* Begin SUPPLIED RECORDS *

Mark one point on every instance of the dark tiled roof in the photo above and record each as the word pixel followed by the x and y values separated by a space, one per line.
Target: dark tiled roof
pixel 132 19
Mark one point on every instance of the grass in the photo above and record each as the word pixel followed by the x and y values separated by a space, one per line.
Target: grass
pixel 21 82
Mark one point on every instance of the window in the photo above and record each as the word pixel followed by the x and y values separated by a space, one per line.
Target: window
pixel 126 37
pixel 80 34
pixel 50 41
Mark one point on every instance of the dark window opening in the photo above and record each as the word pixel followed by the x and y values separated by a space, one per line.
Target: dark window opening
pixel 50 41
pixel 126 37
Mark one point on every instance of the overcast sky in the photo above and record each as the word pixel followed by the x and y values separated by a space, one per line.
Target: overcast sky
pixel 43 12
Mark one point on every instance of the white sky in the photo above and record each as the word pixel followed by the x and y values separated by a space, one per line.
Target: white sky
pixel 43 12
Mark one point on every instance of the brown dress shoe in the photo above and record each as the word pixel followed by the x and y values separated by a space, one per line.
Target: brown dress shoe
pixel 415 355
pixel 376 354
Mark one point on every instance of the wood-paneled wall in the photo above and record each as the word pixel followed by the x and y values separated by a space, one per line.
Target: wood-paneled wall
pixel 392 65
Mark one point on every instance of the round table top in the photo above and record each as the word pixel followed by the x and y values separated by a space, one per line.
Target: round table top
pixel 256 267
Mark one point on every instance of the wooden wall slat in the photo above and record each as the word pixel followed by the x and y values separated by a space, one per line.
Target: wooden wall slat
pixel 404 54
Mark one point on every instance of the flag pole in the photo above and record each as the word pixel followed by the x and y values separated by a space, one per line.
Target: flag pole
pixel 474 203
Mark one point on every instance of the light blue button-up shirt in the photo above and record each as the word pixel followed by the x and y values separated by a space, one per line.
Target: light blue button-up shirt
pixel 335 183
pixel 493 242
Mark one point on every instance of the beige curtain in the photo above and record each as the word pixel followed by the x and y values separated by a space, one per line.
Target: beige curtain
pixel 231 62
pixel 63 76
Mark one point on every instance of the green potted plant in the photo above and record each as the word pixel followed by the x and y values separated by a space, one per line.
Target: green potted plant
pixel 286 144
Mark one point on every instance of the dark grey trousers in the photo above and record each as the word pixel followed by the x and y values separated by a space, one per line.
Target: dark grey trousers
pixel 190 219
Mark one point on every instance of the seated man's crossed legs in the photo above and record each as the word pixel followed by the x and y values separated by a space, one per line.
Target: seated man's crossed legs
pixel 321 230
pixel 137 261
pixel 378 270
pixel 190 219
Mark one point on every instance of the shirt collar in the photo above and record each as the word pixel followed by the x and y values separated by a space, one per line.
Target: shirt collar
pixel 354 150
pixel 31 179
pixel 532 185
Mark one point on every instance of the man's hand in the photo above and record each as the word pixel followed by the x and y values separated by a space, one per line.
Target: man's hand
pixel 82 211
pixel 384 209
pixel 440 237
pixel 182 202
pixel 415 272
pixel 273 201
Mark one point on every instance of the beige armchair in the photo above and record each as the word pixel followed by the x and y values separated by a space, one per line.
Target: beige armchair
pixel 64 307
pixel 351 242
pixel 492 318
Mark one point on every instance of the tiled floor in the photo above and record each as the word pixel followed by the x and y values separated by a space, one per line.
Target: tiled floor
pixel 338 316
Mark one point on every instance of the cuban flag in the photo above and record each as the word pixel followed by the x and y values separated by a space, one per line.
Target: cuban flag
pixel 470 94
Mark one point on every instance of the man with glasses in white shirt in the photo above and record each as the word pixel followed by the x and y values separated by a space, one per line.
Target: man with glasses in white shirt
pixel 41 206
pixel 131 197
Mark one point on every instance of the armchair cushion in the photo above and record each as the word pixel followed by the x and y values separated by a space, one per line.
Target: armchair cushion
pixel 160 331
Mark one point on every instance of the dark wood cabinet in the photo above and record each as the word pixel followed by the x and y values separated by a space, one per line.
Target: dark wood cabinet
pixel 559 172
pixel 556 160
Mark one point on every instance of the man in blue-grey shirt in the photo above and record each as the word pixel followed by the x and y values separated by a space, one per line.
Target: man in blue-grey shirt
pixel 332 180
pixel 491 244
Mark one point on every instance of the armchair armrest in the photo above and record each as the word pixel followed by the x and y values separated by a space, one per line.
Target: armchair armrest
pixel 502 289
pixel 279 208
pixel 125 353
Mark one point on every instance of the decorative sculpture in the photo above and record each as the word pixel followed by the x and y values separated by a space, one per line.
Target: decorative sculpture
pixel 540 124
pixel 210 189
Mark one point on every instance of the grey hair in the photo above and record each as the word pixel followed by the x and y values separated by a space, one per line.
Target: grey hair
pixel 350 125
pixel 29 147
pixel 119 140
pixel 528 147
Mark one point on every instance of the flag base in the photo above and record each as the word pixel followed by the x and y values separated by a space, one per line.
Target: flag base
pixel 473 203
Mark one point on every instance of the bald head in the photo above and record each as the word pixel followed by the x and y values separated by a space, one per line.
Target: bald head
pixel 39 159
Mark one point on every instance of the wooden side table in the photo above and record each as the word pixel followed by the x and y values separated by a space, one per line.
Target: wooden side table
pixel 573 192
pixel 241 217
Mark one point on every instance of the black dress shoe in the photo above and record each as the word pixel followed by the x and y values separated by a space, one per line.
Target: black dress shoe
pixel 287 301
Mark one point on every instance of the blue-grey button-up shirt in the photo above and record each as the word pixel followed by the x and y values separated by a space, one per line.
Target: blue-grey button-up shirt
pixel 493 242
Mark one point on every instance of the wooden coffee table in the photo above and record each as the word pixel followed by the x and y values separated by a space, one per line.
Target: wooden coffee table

* End SUPPLIED RECORDS *

# JOB:
Revise the lines that begin at the one containing "Mark one point on every instance of the dark window" and stop after the one containing "pixel 256 267", changing "brown dress shoe" to "brown leather shoe" and keeping all other text identical. Return those lines only.

# EXERCISE SOLUTION:
Mark one point on every instance of the dark window opening in the photo above and record each as the word pixel followed by the x and y values separated by a space, one per line.
Target: dark window opening
pixel 50 41
pixel 126 37
Mark one point on every instance of the overcast sky in the photo above and record each as the word pixel followed by the x and y values separated by a space, one per line.
Target: overcast sky
pixel 43 12
Mark one point on every instance of the white sky in the photo above and record each as the word pixel followed by the x and y values separated by a space, one per line.
Target: white sky
pixel 43 12
Mark one point on every instance of the brown leather shoe in the photo above and record each as the word pixel followed by the x and y values separated by a space, one per line.
Target: brown leather shoe
pixel 415 355
pixel 376 354
Mark one point on every instance of the wood-paneled wall in the photo above and record each as the word pixel followed by the x and y values separated by a space, one per line.
Target: wood-paneled wall
pixel 392 65
Mark one point on every instance of the round table top in the photo above and record each as the word pixel followed by the x and y values separated by a space, one per line.
Target: round table top
pixel 256 267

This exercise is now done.